Dataset entries:

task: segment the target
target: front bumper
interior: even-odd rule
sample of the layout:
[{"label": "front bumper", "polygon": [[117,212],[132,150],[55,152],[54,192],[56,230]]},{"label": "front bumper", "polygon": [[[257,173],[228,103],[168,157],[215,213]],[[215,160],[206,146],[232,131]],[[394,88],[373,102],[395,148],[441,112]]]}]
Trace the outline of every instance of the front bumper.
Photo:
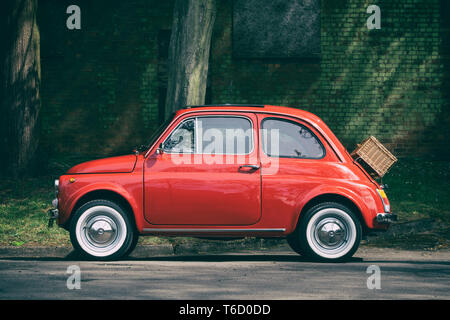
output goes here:
[{"label": "front bumper", "polygon": [[55,199],[52,201],[53,209],[50,209],[47,211],[47,214],[49,216],[48,219],[48,227],[53,227],[53,222],[58,219],[59,216],[59,210],[58,210],[58,199]]},{"label": "front bumper", "polygon": [[391,213],[378,213],[377,222],[378,223],[391,223],[397,221],[397,215]]}]

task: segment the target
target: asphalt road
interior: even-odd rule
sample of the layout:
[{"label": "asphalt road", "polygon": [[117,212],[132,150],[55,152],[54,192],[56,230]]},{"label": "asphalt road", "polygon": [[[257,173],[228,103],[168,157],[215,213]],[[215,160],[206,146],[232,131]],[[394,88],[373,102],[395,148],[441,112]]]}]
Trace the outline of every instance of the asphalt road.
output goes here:
[{"label": "asphalt road", "polygon": [[[372,265],[379,268],[379,282],[373,271],[376,267],[368,273]],[[77,276],[79,289],[75,286]],[[68,289],[68,279],[69,286],[75,288]],[[368,280],[380,289],[369,289]],[[117,262],[77,261],[70,255],[0,256],[0,299],[449,298],[448,250],[365,247],[351,261],[335,264],[308,261],[283,248],[137,256]]]}]

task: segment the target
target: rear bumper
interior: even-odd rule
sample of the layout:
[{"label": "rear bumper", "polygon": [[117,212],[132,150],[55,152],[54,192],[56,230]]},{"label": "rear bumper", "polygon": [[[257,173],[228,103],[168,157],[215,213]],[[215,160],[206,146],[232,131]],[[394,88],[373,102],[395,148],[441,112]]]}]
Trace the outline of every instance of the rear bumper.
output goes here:
[{"label": "rear bumper", "polygon": [[397,221],[397,215],[391,213],[377,213],[378,223],[391,223]]}]

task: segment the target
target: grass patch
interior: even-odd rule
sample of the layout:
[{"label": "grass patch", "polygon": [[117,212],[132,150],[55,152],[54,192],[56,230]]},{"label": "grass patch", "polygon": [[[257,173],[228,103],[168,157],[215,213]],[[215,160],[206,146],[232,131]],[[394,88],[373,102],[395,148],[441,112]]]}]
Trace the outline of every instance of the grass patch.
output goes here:
[{"label": "grass patch", "polygon": [[[0,246],[70,246],[67,231],[47,228],[46,212],[54,198],[53,180],[79,158],[51,162],[48,174],[22,180],[0,181]],[[441,248],[450,244],[450,162],[400,159],[383,179],[399,223],[435,219],[439,228],[420,234],[380,239],[370,245],[400,248]],[[193,238],[141,237],[140,244],[201,241]],[[250,241],[250,240],[249,240]]]},{"label": "grass patch", "polygon": [[370,241],[368,246],[434,251],[449,248],[449,232],[449,228],[444,228],[442,230],[433,230],[421,233],[400,234],[389,238],[375,239]]},{"label": "grass patch", "polygon": [[398,223],[433,219],[435,227],[422,232],[371,239],[369,245],[436,250],[450,247],[450,162],[400,159],[383,179]]},{"label": "grass patch", "polygon": [[433,218],[450,223],[450,162],[400,159],[383,179],[399,222]]},{"label": "grass patch", "polygon": [[70,245],[67,232],[47,228],[54,198],[51,177],[0,182],[0,245]]}]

• _Problem description_: The records above should be returned exactly, with only their pictures held back.

• _Answer to the problem_:
task: segment the target
target: front bumper
interior: even-odd rule
sample of the layout:
[{"label": "front bumper", "polygon": [[117,212],[132,150],[55,152],[54,192],[56,230]]},{"label": "front bumper", "polygon": [[[257,173],[228,103],[168,157],[215,213]],[[215,160],[206,146],[232,131]],[[394,88],[373,102],[395,148],[441,112]]]}]
Trace the outline of every instance of the front bumper.
Photo:
output goes here:
[{"label": "front bumper", "polygon": [[55,199],[52,201],[53,209],[50,209],[47,211],[47,214],[49,216],[48,219],[48,227],[53,227],[53,222],[58,219],[59,216],[59,210],[58,210],[58,199]]},{"label": "front bumper", "polygon": [[391,213],[378,213],[377,222],[378,223],[391,223],[397,221],[397,215]]}]

task: segment the target
target: asphalt road
interior: even-odd rule
sample of the layout:
[{"label": "asphalt road", "polygon": [[117,212],[132,150],[55,152],[54,192],[56,230]]},{"label": "asphalt road", "polygon": [[[257,173],[228,103],[168,157],[215,213]],[[215,160],[206,146],[232,131]],[[394,88],[373,102],[395,148],[441,112]]]}]
Trace the outline of every instance of the asphalt road.
output goes here:
[{"label": "asphalt road", "polygon": [[[372,265],[379,268],[379,282],[373,271],[376,267],[368,273]],[[77,276],[79,289],[75,286]],[[68,289],[68,279],[69,286],[75,288]],[[368,280],[380,289],[369,289]],[[117,262],[77,261],[70,255],[0,256],[0,299],[449,298],[448,250],[365,247],[351,261],[335,264],[308,261],[283,248],[137,256]]]}]

task: segment the target
target: rear bumper
interior: even-odd rule
sample of the layout:
[{"label": "rear bumper", "polygon": [[117,212],[132,150],[55,152],[54,192],[56,230]]},{"label": "rear bumper", "polygon": [[[257,173],[228,103],[168,157],[215,213]],[[215,160],[206,146],[232,131]],[[394,88],[373,102],[395,148],[441,112]]]}]
Trace the outline of every instance of the rear bumper.
output goes here:
[{"label": "rear bumper", "polygon": [[397,221],[397,215],[391,213],[377,213],[378,223],[391,223]]}]

task: segment the target
target: grass patch
interior: even-odd rule
sample of the layout:
[{"label": "grass patch", "polygon": [[117,212],[132,150],[55,152],[54,192],[56,230]]},{"label": "grass patch", "polygon": [[[257,173],[228,103],[168,157],[215,213]],[[215,160],[206,146],[232,131]],[[394,88],[373,102],[395,148],[441,112]]]}]
Trace the outline of every instance of the grass patch.
output goes here:
[{"label": "grass patch", "polygon": [[[0,246],[70,246],[67,231],[47,228],[46,212],[54,198],[53,180],[79,158],[51,162],[48,174],[22,180],[0,181]],[[441,248],[450,244],[450,162],[400,159],[383,179],[399,223],[435,219],[439,228],[420,234],[380,239],[370,245],[400,248]],[[193,238],[141,237],[140,244],[201,241]],[[250,241],[250,240],[249,240]]]},{"label": "grass patch", "polygon": [[370,241],[368,246],[434,251],[449,248],[449,232],[449,228],[444,228],[442,230],[433,230],[421,233],[400,234],[389,238],[375,239]]},{"label": "grass patch", "polygon": [[398,223],[433,219],[435,227],[422,232],[371,239],[369,245],[436,250],[450,247],[450,162],[400,159],[383,179]]},{"label": "grass patch", "polygon": [[433,218],[450,223],[450,162],[400,159],[383,179],[399,222]]},{"label": "grass patch", "polygon": [[70,245],[67,232],[47,228],[54,198],[51,177],[0,182],[0,245]]}]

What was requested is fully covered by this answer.